** Opening Given records block **

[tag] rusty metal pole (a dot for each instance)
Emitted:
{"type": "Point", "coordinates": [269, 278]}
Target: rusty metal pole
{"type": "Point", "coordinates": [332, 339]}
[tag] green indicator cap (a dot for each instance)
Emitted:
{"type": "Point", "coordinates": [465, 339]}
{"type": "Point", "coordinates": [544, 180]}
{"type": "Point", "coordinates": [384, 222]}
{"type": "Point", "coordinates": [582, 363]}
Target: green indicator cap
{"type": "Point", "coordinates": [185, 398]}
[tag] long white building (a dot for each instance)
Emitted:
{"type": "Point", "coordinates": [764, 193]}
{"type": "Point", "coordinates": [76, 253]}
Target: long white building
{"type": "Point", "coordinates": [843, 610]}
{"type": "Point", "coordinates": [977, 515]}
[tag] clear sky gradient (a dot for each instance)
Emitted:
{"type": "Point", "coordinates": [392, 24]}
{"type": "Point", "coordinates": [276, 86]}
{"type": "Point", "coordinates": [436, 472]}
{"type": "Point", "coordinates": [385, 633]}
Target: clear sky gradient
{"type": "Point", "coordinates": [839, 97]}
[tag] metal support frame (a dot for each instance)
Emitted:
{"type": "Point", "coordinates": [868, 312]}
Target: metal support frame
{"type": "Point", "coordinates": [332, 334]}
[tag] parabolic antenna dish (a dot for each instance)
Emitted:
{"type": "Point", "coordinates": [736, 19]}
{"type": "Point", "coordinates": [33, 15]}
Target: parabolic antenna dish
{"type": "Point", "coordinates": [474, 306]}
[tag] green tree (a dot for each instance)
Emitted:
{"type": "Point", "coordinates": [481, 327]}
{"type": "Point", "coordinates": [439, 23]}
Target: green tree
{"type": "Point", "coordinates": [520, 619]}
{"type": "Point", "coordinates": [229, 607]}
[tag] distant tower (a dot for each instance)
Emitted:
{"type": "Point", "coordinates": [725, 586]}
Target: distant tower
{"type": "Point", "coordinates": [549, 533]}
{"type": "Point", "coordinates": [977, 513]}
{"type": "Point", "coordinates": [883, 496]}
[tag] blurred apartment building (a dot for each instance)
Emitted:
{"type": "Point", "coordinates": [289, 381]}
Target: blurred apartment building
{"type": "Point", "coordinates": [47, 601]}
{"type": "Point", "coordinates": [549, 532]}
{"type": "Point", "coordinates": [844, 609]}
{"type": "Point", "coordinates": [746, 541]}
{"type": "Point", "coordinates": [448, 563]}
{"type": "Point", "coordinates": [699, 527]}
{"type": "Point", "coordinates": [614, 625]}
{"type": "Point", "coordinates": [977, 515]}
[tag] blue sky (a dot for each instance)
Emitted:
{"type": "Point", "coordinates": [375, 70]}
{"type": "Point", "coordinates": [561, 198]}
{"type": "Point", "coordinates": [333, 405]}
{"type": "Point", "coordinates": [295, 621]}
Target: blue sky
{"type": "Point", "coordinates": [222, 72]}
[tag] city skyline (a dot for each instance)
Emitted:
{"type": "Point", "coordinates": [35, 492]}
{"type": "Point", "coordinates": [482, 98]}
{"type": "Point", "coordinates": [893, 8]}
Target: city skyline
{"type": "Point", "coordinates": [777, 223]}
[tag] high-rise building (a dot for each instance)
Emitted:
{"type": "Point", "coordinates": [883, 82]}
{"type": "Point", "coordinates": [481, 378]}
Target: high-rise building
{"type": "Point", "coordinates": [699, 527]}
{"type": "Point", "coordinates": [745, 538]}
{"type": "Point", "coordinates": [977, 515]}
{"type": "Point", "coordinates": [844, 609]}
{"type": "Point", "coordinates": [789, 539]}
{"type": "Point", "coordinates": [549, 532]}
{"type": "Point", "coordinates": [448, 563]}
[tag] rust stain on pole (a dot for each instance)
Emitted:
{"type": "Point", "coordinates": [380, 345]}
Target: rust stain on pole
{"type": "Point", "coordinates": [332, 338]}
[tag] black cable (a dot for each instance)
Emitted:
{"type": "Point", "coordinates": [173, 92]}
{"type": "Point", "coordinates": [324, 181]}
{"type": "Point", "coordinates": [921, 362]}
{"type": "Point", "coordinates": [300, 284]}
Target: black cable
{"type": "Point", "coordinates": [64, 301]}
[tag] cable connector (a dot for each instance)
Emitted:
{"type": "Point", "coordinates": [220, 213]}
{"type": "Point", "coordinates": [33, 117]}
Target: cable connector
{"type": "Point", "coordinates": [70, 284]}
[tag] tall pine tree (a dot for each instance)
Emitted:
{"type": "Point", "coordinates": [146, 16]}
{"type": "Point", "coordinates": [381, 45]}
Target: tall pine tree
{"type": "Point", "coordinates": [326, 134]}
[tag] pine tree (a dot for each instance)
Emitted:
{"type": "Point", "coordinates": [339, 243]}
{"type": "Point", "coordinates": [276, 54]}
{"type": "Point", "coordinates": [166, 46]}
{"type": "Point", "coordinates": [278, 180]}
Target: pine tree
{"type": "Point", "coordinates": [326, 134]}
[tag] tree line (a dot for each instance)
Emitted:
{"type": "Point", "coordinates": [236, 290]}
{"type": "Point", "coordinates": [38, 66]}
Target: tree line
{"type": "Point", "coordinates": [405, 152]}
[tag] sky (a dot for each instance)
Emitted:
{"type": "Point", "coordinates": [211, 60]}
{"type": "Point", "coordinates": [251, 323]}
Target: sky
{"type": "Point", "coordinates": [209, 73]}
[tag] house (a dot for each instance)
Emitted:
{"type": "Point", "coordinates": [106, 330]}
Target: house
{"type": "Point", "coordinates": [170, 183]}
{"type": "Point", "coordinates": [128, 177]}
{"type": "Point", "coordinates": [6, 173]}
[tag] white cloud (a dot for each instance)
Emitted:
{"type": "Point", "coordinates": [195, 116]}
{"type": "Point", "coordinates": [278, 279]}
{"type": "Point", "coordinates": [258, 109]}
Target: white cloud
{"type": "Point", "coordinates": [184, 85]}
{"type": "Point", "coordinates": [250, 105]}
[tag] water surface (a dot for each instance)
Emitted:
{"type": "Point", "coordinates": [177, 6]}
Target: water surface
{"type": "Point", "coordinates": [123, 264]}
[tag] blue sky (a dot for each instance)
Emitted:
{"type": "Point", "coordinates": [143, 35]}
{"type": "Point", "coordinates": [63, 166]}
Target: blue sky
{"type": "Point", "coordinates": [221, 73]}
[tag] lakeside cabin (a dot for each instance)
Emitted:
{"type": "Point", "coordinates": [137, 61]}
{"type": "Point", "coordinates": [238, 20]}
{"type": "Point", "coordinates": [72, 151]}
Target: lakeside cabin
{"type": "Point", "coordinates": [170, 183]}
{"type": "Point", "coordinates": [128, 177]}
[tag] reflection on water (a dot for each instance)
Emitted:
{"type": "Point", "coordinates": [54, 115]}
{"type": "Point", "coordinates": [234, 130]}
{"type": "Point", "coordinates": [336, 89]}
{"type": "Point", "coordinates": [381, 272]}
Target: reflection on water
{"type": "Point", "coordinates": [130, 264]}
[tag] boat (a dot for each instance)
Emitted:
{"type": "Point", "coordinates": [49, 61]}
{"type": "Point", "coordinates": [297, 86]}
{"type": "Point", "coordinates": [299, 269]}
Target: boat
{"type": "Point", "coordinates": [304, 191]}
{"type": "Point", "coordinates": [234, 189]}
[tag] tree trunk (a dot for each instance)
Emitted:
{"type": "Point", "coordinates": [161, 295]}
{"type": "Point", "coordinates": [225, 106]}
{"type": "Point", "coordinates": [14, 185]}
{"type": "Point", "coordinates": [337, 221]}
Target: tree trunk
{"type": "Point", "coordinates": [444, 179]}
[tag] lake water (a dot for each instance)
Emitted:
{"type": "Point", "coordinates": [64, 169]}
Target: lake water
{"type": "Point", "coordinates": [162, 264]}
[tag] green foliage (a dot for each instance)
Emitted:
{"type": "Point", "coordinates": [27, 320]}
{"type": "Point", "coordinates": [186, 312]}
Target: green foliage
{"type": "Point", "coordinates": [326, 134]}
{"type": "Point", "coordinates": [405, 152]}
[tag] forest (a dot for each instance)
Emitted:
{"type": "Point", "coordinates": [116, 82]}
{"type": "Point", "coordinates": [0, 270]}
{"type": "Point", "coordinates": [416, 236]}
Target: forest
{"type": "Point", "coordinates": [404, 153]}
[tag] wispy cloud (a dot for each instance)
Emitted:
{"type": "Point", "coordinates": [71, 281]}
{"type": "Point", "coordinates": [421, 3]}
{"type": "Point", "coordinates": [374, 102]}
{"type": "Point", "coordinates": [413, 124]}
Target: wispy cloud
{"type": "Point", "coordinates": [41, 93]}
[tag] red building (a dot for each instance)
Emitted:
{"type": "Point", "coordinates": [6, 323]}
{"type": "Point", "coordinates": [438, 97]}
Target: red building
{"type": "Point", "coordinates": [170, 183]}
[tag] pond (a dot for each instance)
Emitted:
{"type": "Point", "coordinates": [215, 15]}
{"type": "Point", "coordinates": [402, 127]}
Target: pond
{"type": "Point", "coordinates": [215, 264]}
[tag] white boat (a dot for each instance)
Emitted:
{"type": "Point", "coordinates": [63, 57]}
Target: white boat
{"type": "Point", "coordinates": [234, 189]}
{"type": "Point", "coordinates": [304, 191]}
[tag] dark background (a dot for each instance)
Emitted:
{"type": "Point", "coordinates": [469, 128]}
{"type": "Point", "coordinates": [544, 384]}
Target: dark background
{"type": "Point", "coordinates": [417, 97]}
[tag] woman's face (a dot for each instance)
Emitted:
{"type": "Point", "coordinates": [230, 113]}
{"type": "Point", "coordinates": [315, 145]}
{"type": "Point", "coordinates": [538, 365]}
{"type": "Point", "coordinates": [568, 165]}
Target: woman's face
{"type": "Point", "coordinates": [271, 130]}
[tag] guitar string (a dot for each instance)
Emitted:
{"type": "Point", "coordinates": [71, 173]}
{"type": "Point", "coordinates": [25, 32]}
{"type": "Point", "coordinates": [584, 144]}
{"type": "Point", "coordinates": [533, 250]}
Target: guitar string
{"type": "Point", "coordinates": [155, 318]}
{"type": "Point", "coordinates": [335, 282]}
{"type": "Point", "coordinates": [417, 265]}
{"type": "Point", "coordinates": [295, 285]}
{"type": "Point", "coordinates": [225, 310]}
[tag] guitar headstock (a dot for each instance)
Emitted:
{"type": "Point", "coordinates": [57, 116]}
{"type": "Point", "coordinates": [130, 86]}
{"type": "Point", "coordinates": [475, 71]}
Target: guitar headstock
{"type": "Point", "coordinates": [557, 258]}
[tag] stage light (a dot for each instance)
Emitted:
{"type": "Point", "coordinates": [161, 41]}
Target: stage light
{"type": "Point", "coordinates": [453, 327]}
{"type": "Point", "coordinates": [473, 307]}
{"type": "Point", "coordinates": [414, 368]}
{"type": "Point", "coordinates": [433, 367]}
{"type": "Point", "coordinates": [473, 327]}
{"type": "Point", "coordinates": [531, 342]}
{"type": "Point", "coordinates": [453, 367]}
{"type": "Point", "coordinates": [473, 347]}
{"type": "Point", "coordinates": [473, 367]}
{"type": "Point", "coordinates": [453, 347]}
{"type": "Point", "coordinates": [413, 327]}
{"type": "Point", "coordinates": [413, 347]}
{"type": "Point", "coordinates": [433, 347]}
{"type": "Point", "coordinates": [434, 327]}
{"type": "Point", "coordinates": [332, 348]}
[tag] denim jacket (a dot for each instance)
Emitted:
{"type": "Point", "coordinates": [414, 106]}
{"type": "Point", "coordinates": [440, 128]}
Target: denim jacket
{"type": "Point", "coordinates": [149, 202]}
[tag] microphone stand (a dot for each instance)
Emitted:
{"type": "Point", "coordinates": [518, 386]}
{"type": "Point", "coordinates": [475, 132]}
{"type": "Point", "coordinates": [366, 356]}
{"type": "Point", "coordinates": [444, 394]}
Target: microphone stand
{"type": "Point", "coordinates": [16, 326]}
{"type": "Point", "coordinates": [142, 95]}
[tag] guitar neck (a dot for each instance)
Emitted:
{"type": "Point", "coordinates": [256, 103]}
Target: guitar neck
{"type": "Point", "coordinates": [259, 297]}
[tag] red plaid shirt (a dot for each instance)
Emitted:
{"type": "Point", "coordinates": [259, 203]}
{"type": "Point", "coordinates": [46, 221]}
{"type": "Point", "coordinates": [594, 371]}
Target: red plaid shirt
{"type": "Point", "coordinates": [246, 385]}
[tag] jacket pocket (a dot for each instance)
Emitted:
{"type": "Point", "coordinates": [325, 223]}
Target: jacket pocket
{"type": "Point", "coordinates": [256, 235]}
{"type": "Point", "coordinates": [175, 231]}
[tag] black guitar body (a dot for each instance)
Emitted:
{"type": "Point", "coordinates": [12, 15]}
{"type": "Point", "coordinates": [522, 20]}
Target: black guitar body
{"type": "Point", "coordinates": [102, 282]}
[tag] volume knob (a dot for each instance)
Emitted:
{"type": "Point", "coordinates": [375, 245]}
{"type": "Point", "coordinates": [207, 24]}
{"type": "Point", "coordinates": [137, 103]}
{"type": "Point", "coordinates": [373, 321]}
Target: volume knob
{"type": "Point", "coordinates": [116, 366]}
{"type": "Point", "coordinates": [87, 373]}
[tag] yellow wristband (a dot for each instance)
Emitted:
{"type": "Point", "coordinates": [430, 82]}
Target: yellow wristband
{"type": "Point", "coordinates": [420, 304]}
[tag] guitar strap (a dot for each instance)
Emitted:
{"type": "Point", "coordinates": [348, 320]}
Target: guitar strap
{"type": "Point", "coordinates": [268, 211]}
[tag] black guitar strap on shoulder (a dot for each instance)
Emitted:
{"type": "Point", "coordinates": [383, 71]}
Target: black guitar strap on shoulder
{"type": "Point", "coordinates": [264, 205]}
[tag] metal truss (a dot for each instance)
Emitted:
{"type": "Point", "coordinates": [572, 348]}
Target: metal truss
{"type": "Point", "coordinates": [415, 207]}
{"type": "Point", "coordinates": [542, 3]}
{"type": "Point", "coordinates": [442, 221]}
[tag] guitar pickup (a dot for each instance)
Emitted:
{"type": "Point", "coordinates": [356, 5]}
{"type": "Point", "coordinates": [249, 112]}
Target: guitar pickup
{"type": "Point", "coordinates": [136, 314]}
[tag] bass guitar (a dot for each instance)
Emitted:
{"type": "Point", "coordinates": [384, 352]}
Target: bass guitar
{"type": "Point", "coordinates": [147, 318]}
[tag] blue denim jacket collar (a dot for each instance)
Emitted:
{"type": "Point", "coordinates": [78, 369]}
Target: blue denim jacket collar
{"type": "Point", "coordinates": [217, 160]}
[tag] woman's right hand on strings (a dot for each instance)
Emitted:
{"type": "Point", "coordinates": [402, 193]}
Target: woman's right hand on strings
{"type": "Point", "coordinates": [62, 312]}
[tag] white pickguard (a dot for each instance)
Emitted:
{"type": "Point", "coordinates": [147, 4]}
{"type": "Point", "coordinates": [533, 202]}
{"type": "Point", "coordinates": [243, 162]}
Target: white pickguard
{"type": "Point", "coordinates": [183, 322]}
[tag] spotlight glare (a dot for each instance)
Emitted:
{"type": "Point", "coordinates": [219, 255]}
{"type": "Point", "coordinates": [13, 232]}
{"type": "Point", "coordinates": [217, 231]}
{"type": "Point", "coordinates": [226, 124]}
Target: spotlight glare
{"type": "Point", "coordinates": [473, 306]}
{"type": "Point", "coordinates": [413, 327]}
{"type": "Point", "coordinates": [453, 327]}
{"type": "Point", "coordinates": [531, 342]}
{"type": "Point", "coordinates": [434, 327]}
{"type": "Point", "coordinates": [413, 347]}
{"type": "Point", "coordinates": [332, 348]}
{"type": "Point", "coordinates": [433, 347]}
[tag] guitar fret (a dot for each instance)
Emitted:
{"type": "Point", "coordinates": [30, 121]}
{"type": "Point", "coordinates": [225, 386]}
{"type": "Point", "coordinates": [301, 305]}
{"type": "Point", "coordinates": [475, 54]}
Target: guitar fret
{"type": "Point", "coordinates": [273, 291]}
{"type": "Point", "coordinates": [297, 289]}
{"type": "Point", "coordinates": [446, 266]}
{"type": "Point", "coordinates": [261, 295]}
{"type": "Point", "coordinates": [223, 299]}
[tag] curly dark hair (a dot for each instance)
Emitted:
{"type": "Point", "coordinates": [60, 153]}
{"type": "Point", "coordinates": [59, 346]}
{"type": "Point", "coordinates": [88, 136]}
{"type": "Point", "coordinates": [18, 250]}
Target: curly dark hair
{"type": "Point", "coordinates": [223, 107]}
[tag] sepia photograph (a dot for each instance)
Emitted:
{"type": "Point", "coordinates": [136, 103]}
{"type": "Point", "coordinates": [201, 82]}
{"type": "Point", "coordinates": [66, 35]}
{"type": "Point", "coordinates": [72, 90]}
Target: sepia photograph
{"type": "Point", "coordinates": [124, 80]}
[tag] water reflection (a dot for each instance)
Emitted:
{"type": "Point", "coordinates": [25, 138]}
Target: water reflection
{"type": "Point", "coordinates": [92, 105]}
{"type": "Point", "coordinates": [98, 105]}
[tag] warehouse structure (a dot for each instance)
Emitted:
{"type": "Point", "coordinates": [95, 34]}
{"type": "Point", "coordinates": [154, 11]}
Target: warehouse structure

** Closing Given records block **

Work order =
All lines of the records above that contain the word "warehouse" are to be copied out.

Answer to this task =
[tag] warehouse structure (a dot for each instance)
Target: warehouse structure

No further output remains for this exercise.